* [TASK DETAILS]
Gather every line in the records below that contains the word "dome", and copy each of those lines in full.

[Begin EXTRACTED MATERIAL]

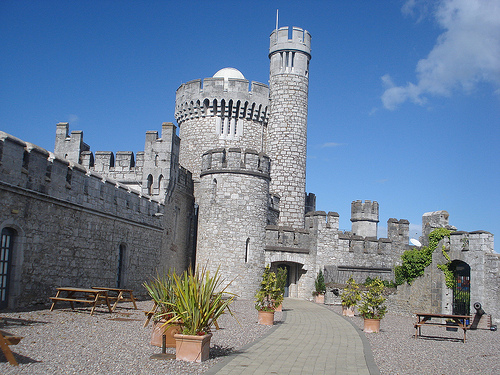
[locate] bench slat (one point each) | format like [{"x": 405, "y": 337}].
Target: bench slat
[{"x": 72, "y": 299}]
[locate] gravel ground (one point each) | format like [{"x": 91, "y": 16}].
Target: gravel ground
[
  {"x": 69, "y": 342},
  {"x": 396, "y": 351},
  {"x": 64, "y": 341}
]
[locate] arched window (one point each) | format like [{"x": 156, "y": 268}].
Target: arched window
[
  {"x": 150, "y": 185},
  {"x": 6, "y": 253},
  {"x": 206, "y": 104}
]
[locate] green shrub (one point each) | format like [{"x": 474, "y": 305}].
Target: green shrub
[
  {"x": 350, "y": 295},
  {"x": 372, "y": 302},
  {"x": 269, "y": 291},
  {"x": 415, "y": 260}
]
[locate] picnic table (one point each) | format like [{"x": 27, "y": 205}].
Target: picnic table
[
  {"x": 7, "y": 339},
  {"x": 120, "y": 295},
  {"x": 82, "y": 295},
  {"x": 425, "y": 319}
]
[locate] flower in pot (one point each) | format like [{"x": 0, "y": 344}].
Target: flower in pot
[
  {"x": 372, "y": 307},
  {"x": 161, "y": 290},
  {"x": 350, "y": 297},
  {"x": 320, "y": 288},
  {"x": 267, "y": 296},
  {"x": 200, "y": 299}
]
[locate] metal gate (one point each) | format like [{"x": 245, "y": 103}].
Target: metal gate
[
  {"x": 461, "y": 289},
  {"x": 6, "y": 246}
]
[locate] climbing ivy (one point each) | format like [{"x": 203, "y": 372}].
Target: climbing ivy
[{"x": 415, "y": 260}]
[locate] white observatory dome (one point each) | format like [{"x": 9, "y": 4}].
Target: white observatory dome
[{"x": 227, "y": 73}]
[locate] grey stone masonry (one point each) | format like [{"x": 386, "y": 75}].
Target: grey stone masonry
[
  {"x": 364, "y": 218},
  {"x": 287, "y": 133},
  {"x": 221, "y": 113},
  {"x": 233, "y": 204}
]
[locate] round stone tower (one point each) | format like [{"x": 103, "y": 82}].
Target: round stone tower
[
  {"x": 221, "y": 113},
  {"x": 287, "y": 130},
  {"x": 233, "y": 198}
]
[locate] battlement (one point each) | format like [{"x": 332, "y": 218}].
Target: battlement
[
  {"x": 280, "y": 41},
  {"x": 234, "y": 160},
  {"x": 35, "y": 170},
  {"x": 364, "y": 211},
  {"x": 229, "y": 98}
]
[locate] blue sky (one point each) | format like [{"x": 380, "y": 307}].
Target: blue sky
[{"x": 404, "y": 96}]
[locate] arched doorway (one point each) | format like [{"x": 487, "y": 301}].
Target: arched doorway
[
  {"x": 287, "y": 284},
  {"x": 6, "y": 253},
  {"x": 120, "y": 270},
  {"x": 461, "y": 289}
]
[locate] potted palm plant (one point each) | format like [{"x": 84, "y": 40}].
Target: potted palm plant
[
  {"x": 372, "y": 307},
  {"x": 350, "y": 297},
  {"x": 266, "y": 296},
  {"x": 320, "y": 288},
  {"x": 161, "y": 290},
  {"x": 200, "y": 299}
]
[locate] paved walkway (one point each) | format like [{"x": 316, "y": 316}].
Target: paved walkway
[{"x": 311, "y": 340}]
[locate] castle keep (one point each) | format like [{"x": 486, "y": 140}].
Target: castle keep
[{"x": 228, "y": 192}]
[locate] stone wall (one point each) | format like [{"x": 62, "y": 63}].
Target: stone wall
[
  {"x": 70, "y": 223},
  {"x": 220, "y": 114},
  {"x": 233, "y": 205},
  {"x": 429, "y": 293},
  {"x": 287, "y": 130}
]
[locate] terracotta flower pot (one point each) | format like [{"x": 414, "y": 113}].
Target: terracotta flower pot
[
  {"x": 348, "y": 311},
  {"x": 319, "y": 298},
  {"x": 266, "y": 317},
  {"x": 157, "y": 333},
  {"x": 372, "y": 325},
  {"x": 192, "y": 348}
]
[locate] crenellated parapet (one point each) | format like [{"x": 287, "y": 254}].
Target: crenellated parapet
[
  {"x": 31, "y": 170},
  {"x": 224, "y": 98},
  {"x": 290, "y": 55},
  {"x": 364, "y": 217},
  {"x": 150, "y": 172},
  {"x": 235, "y": 160},
  {"x": 398, "y": 231}
]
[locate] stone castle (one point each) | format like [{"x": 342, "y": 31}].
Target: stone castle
[{"x": 228, "y": 192}]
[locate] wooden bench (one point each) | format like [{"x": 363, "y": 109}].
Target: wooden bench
[
  {"x": 460, "y": 321},
  {"x": 90, "y": 296},
  {"x": 7, "y": 339},
  {"x": 120, "y": 295}
]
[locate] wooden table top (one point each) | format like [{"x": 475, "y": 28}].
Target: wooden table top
[
  {"x": 444, "y": 316},
  {"x": 83, "y": 290}
]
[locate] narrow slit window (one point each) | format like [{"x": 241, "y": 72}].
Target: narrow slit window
[{"x": 247, "y": 249}]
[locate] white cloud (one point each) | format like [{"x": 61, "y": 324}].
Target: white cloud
[
  {"x": 330, "y": 144},
  {"x": 468, "y": 52},
  {"x": 72, "y": 118}
]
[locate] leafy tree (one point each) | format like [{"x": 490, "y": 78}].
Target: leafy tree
[{"x": 415, "y": 260}]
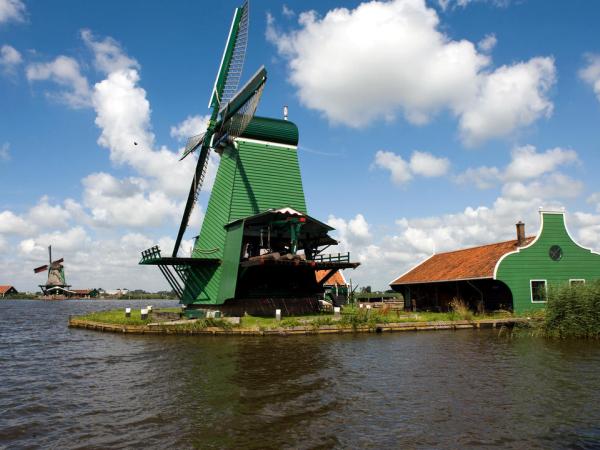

[End EXTRACTED MATERIAL]

* [COMPLETE ANSWER]
[locate] white observatory dome (one point each) | format like [{"x": 9, "y": 4}].
Target: white observatory dome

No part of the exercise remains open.